What is required: Copy the listing below verbatim, from the line containing "Mark every instance of the horse rolling" through the end of the listing, including both of those lines and nothing else.
** start of Extracted material **
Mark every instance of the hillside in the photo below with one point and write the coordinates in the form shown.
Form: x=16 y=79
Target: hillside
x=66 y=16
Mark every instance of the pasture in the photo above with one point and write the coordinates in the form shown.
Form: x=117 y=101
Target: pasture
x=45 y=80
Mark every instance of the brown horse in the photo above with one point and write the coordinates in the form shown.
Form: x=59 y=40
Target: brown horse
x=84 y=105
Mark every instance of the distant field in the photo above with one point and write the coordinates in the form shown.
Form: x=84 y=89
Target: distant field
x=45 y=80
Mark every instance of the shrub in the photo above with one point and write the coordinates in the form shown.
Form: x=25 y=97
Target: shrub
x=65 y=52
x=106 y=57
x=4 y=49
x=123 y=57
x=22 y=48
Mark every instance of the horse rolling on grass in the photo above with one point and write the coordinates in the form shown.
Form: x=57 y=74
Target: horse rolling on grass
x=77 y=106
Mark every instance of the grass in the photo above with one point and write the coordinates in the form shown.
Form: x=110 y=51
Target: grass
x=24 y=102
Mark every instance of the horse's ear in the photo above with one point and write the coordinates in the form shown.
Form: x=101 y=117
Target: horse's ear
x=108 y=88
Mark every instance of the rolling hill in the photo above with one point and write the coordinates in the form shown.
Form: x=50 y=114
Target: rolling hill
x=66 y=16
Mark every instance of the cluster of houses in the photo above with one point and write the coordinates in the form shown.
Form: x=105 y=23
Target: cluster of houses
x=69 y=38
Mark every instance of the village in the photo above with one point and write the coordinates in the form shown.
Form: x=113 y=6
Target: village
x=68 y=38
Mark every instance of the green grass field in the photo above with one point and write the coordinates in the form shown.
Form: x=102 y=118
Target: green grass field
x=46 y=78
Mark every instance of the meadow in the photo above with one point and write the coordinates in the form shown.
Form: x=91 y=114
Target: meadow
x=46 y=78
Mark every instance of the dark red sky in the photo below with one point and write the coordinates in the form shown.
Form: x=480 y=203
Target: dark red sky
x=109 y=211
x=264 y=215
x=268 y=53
** end of Extracted material **
Task answer:
Mark every instance of the horse rolling on grass in the photo above with one point and write the coordinates in the form shown.
Form: x=57 y=74
Target: horse rolling on grass
x=77 y=106
Mark every instance of the grass in the photo above with one point and write the coordinates in the form shown.
Form: x=110 y=51
Target: grass
x=24 y=102
Mark every instance of the horse's ear in the photo above with one point and write the coordinates in the form shown.
Form: x=101 y=117
Target: horse's ear
x=108 y=88
Mark every instance of the rolling hill in the photo above with one point and write the coordinates in the form shown.
Form: x=50 y=114
Target: rolling hill
x=66 y=16
Mark every instance of the cluster of houses in the photo above with one point and write the coordinates in the form shown.
Form: x=105 y=23
Target: cluster of houses
x=69 y=38
Mark every instance of the village in the photo above with one point and write the coordinates in the form shown.
Form: x=113 y=6
Target: village
x=68 y=38
Mark every instance of the green grass field in the photo above with one point and write the coordinates in the form shown.
Form: x=102 y=118
Target: green grass field
x=46 y=78
Mark every instance of the meadow in the photo above with one point and write the coordinates in the form shown.
Form: x=91 y=114
Target: meadow
x=46 y=78
Mark every instance of the dark red sky in the photo below with one point and write the coordinates in the form shown.
Form: x=480 y=203
Target: dark red sky
x=109 y=211
x=264 y=215
x=268 y=53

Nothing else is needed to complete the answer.